— Material —
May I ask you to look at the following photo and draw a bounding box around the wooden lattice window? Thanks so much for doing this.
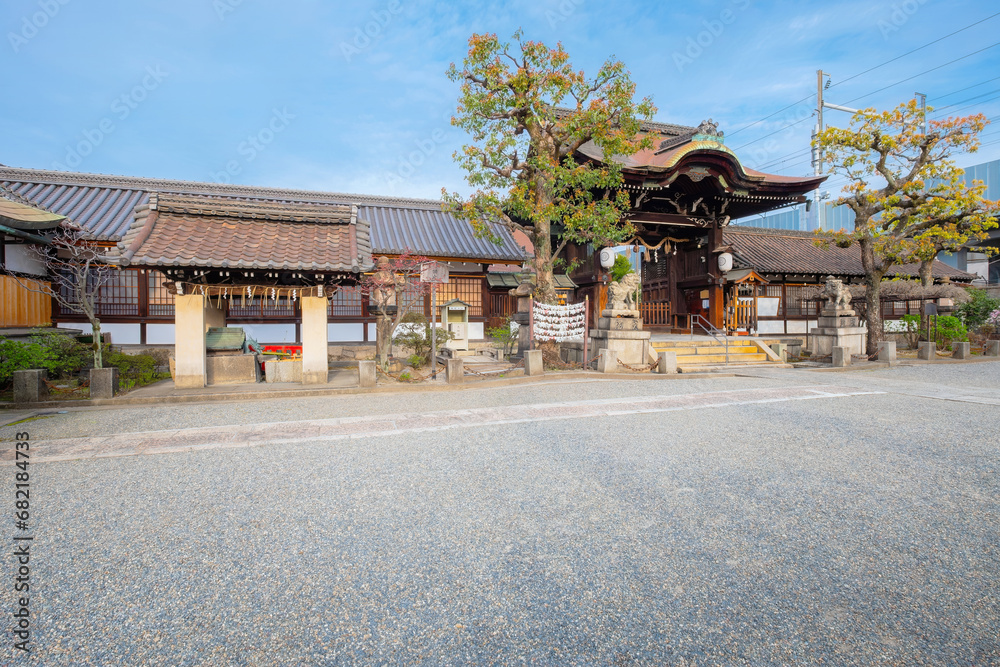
[147,271,174,317]
[327,287,362,317]
[436,276,483,317]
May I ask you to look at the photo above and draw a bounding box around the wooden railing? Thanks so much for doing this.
[726,299,757,331]
[639,301,671,326]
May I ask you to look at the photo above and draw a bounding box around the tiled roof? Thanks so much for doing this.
[0,166,525,263]
[358,206,527,263]
[722,226,975,281]
[118,196,372,273]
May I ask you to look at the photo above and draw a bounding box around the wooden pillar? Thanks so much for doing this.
[705,220,726,329]
[302,296,329,384]
[174,294,206,389]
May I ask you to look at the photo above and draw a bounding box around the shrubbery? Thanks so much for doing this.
[392,313,454,368]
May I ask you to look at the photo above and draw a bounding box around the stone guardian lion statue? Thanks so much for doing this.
[821,276,851,308]
[608,273,642,310]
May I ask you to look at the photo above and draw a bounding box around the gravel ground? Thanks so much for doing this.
[0,374,1000,666]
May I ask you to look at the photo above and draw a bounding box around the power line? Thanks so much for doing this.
[830,12,1000,92]
[937,76,1000,99]
[934,88,1000,111]
[729,12,1000,137]
[733,116,812,151]
[844,42,1000,105]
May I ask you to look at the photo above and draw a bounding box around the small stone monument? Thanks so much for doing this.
[590,273,656,372]
[809,276,866,358]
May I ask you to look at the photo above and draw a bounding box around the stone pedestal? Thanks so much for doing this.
[301,296,329,384]
[90,367,118,398]
[590,309,653,372]
[524,350,545,375]
[444,357,465,384]
[358,361,376,389]
[14,369,49,403]
[809,305,866,358]
[878,340,896,365]
[656,351,677,374]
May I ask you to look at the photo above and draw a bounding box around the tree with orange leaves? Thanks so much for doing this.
[442,30,656,303]
[815,100,996,354]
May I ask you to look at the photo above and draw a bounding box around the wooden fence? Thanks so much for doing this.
[0,275,52,327]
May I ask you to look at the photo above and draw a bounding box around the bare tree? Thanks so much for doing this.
[13,225,117,368]
[358,253,430,370]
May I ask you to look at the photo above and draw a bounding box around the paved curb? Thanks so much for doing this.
[0,371,737,410]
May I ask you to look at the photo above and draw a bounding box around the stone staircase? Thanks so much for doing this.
[651,338,787,373]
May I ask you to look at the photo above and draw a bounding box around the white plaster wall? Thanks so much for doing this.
[4,245,46,276]
[757,320,785,335]
[326,322,365,343]
[788,320,816,333]
[239,324,297,345]
[56,322,140,345]
[146,324,174,345]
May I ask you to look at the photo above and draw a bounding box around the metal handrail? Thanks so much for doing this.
[688,313,729,366]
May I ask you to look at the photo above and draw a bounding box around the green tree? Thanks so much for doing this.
[815,100,989,354]
[442,30,656,303]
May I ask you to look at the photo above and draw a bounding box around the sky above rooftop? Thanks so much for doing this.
[0,0,1000,198]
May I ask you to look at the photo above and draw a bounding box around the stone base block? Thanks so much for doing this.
[597,349,618,373]
[14,369,49,403]
[264,359,302,382]
[656,351,677,374]
[597,317,642,331]
[524,350,545,375]
[90,368,118,398]
[601,308,642,319]
[358,361,376,389]
[809,327,867,357]
[205,354,260,385]
[444,358,462,384]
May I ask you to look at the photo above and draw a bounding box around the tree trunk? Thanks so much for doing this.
[375,312,394,371]
[920,257,934,287]
[858,238,889,356]
[90,317,104,368]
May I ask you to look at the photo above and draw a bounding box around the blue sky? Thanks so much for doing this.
[0,0,1000,198]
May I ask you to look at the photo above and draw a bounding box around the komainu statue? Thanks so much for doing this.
[608,273,642,310]
[822,276,851,308]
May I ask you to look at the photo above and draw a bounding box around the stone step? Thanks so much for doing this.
[677,352,770,366]
[654,345,760,356]
[677,361,792,373]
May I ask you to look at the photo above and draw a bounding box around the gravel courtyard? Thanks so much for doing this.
[0,363,1000,666]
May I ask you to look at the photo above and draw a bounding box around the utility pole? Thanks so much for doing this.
[913,93,927,134]
[813,69,860,228]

— Exercise details —
Rewrite the data above, changing every "bounding box" to "rectangle" and leaving everything else unchanged. Omit the pictures from your answer.

— Answer for this exercise —
May I ask you to look at the following photo and draw a rectangle around the wooden lattice window? Thanks so much for doing this.
[147,271,174,317]
[327,287,362,317]
[436,276,483,317]
May I ask you to look at the photo above and draw a rectangle around the wooden railing? Thanks so much for doing this.
[726,299,757,331]
[639,301,671,326]
May I ask you to look at the photo above and draw a rectangle around the tiled roof? Thanks so much for doing this.
[0,166,525,263]
[358,206,527,263]
[722,226,975,281]
[118,196,372,273]
May I ask you to look at the photo above and draw a rectangle around the wooden pillar? Thanks so much for doing this.
[705,220,726,329]
[302,296,329,384]
[174,294,206,389]
May I ask you to look at the photo above and draw a rectangle around the shrubbery? Thanks so much for doing this.
[392,313,454,368]
May I ask you to look at the photo above and draw a rectangle around the stone guardian lion statue? Thanks so much for doing this.
[821,276,851,308]
[608,273,642,310]
May I ask you to look at the photo above and draw a rectangle around the gravel ground? Thanks so much for doing this.
[0,374,1000,666]
May I ask you to look at the photo above and draw a rectangle around the power line? Thanks so much for doing this.
[830,12,1000,92]
[937,76,1000,99]
[934,88,1000,111]
[729,12,1000,137]
[733,116,812,151]
[844,42,1000,105]
May I ask you to look at the photo above and draw a rectangle around the small stone monument? Thanks so much for doing this.
[590,273,656,372]
[809,276,866,358]
May I ask you to look at the photo above and draw a rectangle around the stone pedestal? Thanks so much for doing this.
[301,296,329,384]
[90,367,118,398]
[590,309,653,372]
[524,350,545,375]
[444,357,465,384]
[358,361,376,389]
[14,369,49,403]
[809,305,866,358]
[878,340,896,365]
[656,351,677,374]
May I ask you to look at the photo above and draw a rectangle around the tree with orange leaves? Thanks so much for doing this.
[442,30,656,303]
[815,100,996,354]
May I ask you to look at the photo above and draw a rectangle around the wooden fence? Thanks so much for doing this.
[0,275,52,327]
May I ask you to look at the photo above and draw a rectangle around the bare tree? Thanks so much for doing this.
[13,225,117,368]
[358,253,430,370]
May I ask you to look at the photo above and draw a rectangle around the paved curb? Thanks so much for doing this.
[0,371,737,410]
May I ask you to look at the photo above and draw a rectangle around the stone staircase? Thanks so much for doing this.
[651,338,787,373]
May I ask you to look at the photo above and draw a rectangle around the white plaster wall? Thanks so much for doing this.
[4,245,46,276]
[757,320,785,335]
[326,322,365,343]
[788,320,816,333]
[239,324,297,345]
[56,322,140,345]
[146,324,174,345]
May I ask you to look at the photo above and draw a rectangle around the metal handrail? Thanks so much for doing this.
[688,313,729,366]
May I ask you to look at the photo above and draw a rectangle around the green tree? Thanks so much for doing this.
[815,100,989,354]
[442,30,656,303]
May I ask you to look at the photo above and draw a rectangle around the sky above rooftop? Thanks so much for doing this.
[0,0,1000,198]
May I ask you to look at the photo above and draw a rectangle around the stone base block? Thanks so much for doing this.
[597,349,618,373]
[14,369,49,403]
[264,359,302,382]
[656,351,677,374]
[597,317,642,331]
[524,350,545,375]
[90,368,118,398]
[601,308,642,319]
[358,361,376,389]
[809,327,867,357]
[205,354,260,385]
[444,358,462,384]
May I ask you to look at the photo above and draw a rectangle around the tree trunk? Thanks so much for doing this.
[375,312,394,371]
[920,257,934,287]
[858,238,889,356]
[90,317,104,368]
May I ask you to look at the photo above and draw a rectangle around the blue sky? Thanks so much for doing this.
[0,0,1000,198]
May I ask you to look at the photo above and draw a rectangle around the komainu statue? Thanks so much for doing this.
[608,273,642,310]
[822,276,851,308]
May I ask you to look at the photo above and draw a rectangle around the stone step? Thanks so much for doing this.
[677,352,770,366]
[654,345,760,356]
[677,361,792,373]
May I ask you to look at the photo above and draw a rectangle around the gravel courtyard? Thanks so much for doing this.
[0,363,1000,666]
May I ask you to look at the photo above and draw a rectangle around the utility pole? Thanks so much for doing this.
[913,93,927,134]
[813,69,860,228]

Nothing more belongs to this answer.